Which lines in the records below contain the word "wrapping"? Report each of them.

(Natural language region descriptions)
================================
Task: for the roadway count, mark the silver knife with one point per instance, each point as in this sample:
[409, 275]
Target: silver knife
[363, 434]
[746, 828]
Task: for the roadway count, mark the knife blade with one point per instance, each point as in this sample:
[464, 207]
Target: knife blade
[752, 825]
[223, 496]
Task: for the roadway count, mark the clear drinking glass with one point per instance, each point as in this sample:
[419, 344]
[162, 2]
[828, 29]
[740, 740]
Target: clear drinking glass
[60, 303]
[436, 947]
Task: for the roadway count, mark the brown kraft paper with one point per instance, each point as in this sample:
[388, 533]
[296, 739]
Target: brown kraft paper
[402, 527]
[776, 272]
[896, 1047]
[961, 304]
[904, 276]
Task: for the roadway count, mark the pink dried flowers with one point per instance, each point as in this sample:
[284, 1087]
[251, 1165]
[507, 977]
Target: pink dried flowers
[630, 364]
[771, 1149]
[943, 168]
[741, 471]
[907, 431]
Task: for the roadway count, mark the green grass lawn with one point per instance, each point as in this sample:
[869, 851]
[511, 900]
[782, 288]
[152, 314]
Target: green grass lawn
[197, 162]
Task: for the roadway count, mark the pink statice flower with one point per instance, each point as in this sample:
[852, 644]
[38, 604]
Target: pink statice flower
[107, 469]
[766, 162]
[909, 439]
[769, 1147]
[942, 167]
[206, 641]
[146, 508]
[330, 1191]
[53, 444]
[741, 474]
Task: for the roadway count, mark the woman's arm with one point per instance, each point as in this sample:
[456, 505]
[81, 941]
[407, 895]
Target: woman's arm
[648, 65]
================================
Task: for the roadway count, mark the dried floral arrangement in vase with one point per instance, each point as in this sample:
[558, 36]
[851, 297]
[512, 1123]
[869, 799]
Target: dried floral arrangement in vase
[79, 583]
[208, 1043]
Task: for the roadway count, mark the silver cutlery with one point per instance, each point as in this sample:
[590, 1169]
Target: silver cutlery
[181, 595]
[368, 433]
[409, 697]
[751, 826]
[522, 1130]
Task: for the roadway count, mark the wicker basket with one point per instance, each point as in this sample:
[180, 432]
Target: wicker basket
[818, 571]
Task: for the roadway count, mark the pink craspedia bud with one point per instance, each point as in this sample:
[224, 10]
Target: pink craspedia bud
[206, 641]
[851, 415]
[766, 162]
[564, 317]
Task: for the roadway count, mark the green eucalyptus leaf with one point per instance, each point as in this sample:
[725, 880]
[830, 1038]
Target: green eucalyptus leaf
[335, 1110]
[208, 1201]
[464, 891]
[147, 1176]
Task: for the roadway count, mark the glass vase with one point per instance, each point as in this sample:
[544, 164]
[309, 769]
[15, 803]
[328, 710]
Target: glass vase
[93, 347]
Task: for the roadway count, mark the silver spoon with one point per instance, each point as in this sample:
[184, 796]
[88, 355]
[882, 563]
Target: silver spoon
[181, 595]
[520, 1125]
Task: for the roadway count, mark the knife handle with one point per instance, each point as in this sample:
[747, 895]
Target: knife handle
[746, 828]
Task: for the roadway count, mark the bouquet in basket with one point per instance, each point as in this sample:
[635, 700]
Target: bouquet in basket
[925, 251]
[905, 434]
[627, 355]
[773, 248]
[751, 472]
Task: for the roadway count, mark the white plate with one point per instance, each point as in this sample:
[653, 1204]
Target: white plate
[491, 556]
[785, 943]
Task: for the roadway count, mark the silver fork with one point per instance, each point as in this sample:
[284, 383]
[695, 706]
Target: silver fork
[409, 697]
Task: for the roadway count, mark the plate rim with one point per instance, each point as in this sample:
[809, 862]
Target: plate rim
================================
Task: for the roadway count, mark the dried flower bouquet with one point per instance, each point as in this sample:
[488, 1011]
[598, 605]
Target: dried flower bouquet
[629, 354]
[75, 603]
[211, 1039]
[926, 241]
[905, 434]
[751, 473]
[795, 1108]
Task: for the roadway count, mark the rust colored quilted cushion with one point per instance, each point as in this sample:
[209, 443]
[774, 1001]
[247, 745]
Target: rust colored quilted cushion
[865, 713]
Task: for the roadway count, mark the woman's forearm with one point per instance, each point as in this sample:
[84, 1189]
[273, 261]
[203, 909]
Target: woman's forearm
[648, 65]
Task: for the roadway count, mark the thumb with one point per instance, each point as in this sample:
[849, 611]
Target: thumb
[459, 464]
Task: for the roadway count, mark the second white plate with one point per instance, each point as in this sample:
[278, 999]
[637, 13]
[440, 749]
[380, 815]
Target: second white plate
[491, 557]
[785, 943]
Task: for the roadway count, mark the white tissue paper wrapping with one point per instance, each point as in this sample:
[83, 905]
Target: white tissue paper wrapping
================================
Expected output:
Task: for the roadway count, mark the white tissue paper wrapping with one point per instance, each point as in this sample:
Target: white tissue paper wrapping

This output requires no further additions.